In examples of the present disclosure, the first passivation layer 345 directly contacts the second passivation layer 385. A centerline 330 of the first wafer 320 offsets from a centerline 370 of the second wafer 360 by a pre-determined distance 351. In examples of the present disclosure, the pre-determined distance 351 is in a range from 10% of a width 353 of a selected pore of the first plurality of pores 340 to 50% of the width 353 of the selected pore of the first plurality of pores 340.

In examples of the present disclosure, the first wafer 320 serves as an anode and the second wafer 360 serves as a cathode.

FIG. 4 is a cross-sectional plot along AA′ of the first wafer 120 of FIG. 2 in examples of the present disclosure. The second wafer 160 has similar structure as the first wafer 120. The first wafer 120 comprises a first substrate 122, a first conductive layer 430 on a respective side wall 442 of each of the first plurality of pores 140, and a first passivation layer 476 on a front side of the first wafer 120. The first substrate 122 comprises a plurality of pores 140 and a P+ doped region 123.

The first conductive layer 430 provides electrical conductivity and serves as a reactive surface for battery reactions. The silicon substrate may not in contact with lithium. The first passivation layer 476 prevents lithium reduction and prevents dendrite growth.
========================================================================
• Required tasks:
(a) List every component that the wafer battery passage says the first wafer 120 comprises.
(b) Extend the wafer battery passage past its final sentence.
The lines that follow the wafer battery passage have no connection to it.
========================================================================
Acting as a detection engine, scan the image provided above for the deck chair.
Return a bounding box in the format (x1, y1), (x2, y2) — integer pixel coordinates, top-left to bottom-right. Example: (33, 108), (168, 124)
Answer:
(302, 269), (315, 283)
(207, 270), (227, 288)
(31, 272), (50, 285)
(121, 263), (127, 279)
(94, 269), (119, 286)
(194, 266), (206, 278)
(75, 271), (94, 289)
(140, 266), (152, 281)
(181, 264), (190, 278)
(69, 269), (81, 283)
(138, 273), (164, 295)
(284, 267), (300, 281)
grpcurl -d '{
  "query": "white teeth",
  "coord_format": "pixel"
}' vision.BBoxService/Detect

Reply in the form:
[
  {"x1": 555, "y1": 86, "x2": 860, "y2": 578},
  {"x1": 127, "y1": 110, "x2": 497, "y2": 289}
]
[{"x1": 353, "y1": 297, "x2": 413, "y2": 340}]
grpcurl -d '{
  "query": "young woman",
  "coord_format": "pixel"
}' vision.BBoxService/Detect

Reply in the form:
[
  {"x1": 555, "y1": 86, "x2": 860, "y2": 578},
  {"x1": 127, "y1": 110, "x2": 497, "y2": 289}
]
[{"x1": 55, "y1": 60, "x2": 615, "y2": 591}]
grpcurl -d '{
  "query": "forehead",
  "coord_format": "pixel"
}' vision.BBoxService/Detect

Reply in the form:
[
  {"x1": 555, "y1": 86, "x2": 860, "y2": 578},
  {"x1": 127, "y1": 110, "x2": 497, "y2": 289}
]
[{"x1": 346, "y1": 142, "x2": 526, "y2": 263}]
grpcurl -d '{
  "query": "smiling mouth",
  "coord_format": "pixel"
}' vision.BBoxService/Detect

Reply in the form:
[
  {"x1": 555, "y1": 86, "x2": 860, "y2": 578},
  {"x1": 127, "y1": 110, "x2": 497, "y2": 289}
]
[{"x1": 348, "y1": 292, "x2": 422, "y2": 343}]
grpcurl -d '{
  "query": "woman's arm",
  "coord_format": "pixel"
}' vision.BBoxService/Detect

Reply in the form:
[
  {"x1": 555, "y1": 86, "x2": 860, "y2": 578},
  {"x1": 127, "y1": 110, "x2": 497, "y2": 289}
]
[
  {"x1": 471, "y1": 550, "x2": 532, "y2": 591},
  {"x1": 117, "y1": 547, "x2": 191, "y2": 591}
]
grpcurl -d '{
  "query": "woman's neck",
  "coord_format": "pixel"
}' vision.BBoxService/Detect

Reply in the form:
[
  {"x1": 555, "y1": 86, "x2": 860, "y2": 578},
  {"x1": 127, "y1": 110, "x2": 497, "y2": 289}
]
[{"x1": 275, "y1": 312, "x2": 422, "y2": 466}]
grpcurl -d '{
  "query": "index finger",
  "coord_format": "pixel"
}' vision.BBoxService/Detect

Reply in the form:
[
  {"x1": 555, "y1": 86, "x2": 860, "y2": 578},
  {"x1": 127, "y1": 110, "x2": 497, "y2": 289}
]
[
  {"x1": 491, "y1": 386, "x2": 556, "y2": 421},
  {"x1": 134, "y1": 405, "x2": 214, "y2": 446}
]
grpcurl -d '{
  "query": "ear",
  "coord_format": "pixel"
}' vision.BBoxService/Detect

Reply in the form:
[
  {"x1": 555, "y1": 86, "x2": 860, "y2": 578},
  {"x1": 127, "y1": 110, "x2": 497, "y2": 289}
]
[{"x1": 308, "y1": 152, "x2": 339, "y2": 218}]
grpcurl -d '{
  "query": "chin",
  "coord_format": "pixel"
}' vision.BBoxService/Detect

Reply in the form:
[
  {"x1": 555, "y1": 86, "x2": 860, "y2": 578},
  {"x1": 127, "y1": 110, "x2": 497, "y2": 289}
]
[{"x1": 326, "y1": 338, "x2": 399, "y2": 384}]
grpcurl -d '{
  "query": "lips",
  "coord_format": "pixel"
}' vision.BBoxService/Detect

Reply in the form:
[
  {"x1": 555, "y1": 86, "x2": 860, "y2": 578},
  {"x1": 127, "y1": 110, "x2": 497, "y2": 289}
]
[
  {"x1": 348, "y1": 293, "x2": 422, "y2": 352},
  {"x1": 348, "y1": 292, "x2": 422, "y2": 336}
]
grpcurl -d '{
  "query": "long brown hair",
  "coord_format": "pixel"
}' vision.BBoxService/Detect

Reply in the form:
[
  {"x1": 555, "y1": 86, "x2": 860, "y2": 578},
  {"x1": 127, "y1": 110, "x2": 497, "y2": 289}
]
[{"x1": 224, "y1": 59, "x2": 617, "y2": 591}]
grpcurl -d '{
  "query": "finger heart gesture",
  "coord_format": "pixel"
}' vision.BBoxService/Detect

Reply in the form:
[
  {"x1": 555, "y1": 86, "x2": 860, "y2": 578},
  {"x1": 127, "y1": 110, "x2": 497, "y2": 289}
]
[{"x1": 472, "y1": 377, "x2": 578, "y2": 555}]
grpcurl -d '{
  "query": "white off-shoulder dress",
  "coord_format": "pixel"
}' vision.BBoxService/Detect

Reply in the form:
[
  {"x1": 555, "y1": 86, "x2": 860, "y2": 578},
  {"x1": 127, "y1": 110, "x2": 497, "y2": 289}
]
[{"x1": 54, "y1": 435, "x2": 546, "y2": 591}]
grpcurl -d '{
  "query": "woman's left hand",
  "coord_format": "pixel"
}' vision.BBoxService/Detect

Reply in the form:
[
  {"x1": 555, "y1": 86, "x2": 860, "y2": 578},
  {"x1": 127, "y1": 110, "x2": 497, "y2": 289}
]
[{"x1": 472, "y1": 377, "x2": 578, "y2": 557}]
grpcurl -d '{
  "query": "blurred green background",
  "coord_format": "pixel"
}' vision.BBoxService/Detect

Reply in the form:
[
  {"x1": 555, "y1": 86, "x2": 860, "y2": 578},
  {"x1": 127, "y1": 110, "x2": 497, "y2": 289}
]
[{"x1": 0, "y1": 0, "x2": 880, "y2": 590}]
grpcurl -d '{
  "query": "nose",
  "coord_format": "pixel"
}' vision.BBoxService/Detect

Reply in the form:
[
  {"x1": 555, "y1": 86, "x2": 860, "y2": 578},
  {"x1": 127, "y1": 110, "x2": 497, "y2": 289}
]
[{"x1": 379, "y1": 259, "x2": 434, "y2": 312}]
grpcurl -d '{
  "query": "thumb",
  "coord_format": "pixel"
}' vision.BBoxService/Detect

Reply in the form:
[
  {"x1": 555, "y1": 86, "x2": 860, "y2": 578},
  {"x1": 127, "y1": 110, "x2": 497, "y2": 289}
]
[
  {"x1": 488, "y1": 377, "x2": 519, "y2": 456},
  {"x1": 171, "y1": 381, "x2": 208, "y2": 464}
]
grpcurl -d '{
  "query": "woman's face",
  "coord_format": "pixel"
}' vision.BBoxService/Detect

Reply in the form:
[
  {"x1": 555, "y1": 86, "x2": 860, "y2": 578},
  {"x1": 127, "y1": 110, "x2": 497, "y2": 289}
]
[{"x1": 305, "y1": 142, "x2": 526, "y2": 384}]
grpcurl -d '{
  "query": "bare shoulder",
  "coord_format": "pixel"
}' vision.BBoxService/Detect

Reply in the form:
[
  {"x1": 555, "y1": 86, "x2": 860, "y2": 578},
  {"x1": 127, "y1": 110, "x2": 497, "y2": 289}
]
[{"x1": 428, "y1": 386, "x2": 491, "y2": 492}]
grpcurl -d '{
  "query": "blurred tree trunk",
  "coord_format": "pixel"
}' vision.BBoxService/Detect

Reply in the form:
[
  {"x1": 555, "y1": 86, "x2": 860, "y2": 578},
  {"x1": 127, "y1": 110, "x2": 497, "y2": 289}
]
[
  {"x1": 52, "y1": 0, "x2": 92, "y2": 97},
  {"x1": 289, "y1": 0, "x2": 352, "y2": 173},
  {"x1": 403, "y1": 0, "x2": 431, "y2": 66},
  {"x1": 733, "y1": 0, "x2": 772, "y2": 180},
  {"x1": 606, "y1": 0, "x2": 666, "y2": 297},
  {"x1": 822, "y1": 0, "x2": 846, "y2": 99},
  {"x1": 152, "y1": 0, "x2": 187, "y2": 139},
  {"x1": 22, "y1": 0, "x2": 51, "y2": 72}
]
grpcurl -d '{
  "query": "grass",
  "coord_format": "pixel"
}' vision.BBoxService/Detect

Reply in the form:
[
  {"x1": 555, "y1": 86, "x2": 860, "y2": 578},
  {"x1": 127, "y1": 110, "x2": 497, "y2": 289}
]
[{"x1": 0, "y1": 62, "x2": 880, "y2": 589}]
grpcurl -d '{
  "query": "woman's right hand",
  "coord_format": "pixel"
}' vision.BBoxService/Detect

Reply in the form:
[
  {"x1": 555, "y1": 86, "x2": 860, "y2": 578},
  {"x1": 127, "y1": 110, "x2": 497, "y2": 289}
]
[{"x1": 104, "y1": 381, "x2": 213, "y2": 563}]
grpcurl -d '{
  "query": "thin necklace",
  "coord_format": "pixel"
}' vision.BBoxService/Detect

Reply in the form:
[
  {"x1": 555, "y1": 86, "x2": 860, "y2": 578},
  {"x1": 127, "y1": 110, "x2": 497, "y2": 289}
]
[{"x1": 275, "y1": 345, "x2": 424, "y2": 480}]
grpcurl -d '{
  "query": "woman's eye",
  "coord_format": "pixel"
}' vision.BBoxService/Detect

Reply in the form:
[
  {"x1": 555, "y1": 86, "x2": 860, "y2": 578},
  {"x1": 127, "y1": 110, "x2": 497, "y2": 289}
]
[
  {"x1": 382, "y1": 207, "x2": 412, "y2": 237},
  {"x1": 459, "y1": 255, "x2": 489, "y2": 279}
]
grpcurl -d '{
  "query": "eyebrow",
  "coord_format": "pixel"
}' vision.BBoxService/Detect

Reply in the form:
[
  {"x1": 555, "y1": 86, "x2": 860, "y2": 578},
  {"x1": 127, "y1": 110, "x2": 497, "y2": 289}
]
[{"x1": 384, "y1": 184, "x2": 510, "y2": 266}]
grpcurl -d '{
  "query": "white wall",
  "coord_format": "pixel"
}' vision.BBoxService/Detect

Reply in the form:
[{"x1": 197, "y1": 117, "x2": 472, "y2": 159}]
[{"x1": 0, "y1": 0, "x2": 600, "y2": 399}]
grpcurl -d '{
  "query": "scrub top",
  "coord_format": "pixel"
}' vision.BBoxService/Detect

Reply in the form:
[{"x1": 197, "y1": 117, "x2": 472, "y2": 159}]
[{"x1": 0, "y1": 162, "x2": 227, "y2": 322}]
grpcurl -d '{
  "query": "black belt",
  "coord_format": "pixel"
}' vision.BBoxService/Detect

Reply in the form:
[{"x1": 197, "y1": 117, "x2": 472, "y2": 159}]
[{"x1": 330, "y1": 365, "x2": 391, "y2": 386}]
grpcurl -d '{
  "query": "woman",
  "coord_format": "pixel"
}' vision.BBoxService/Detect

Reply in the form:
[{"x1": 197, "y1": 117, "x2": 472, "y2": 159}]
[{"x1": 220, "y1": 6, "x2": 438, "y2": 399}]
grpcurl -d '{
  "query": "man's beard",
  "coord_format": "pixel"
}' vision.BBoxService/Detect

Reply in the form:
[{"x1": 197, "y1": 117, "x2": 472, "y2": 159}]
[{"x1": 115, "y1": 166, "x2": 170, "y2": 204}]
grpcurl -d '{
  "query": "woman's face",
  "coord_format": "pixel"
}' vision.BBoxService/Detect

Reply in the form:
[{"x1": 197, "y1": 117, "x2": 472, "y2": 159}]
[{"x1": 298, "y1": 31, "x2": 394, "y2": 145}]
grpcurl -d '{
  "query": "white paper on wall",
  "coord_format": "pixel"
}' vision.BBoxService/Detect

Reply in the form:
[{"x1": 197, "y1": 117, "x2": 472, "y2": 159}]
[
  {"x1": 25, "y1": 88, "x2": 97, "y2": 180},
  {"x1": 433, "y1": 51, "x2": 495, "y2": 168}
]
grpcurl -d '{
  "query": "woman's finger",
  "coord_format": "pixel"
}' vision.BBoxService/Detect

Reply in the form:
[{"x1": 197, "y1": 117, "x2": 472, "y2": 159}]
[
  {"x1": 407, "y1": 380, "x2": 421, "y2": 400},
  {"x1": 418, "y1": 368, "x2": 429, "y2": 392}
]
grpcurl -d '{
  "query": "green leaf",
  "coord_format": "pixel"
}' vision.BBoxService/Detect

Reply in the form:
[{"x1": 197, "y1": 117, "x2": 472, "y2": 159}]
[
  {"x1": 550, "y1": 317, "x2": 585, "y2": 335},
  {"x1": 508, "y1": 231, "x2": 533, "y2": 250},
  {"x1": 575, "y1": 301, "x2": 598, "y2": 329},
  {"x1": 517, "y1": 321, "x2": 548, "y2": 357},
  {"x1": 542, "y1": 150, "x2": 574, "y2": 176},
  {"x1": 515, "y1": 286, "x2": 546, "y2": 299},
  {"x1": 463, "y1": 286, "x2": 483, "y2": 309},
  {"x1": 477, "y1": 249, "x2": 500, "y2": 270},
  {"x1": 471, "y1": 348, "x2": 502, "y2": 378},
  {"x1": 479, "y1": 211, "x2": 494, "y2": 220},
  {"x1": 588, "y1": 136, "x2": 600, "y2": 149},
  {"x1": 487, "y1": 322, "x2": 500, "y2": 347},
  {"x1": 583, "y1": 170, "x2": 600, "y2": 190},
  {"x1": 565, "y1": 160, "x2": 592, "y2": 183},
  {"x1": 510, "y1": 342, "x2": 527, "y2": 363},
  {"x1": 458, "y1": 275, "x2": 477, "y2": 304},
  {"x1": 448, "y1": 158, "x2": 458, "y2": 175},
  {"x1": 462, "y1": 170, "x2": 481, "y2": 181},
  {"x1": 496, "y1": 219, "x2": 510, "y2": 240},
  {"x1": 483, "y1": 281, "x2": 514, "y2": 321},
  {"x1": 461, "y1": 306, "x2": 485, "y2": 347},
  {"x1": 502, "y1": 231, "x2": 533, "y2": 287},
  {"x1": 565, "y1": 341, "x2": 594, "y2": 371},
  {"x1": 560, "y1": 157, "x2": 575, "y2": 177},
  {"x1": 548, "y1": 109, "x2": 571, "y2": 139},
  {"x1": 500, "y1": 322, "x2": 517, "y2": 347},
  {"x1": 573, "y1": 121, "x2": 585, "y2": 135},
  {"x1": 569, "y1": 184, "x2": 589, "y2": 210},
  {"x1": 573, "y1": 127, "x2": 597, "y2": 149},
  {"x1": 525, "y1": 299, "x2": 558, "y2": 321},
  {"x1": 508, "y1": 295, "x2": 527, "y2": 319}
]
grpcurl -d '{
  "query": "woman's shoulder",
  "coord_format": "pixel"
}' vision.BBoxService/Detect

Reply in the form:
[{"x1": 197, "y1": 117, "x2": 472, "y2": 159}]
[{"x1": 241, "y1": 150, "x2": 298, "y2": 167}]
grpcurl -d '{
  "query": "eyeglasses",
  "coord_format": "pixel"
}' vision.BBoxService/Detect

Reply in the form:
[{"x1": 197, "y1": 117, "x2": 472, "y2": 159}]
========================================================================
• Answers for the exercise:
(a)
- First substrate 122
- First conductive layer 430, on a respective side wall 442 of each of the first plurality of pores 140
- First passivation layer 476, on a front side of the first wafer 120

(b)
In examples of the present disclosure, the first passivation layer 476 comprises a first plurality of passivation sections 477. Each of the first plurality of passivation sections 477 is of a first letter U shape. A first leg 471 of the first letter U shape is directly attached to the first conductive layer 430 of a first selected pore 491 of the first plurality of pores 140. A second leg 472 of the first letter U shape is directly attached to the first conductive layer 430 of a second selected pore 492 of the first plurality of pores 140. A length of the first leg 471 and a length of the second leg 472 is in a range from 20 microns to 50 microns.

In examples of the present disclosure, the first conductive layer 430 is made of a material selected from the group consisting of titanium nitride, silicates, silicon carbide, copper, and nickel. The first passivation layer 476 is made of a material selected from the group consisting of Ta2O5, HfO2, and SiN. The first conductive layer 430 may be formed by impregnation or deposition.

An entirety of the first conductive layer 430 is in the inner portion of the first plurality of pores 140. There is no direct path for electrical short. In addition, there is no SEI layer that would initiate the dendrite growth. Furthermore, there are no edge effects of protrusion.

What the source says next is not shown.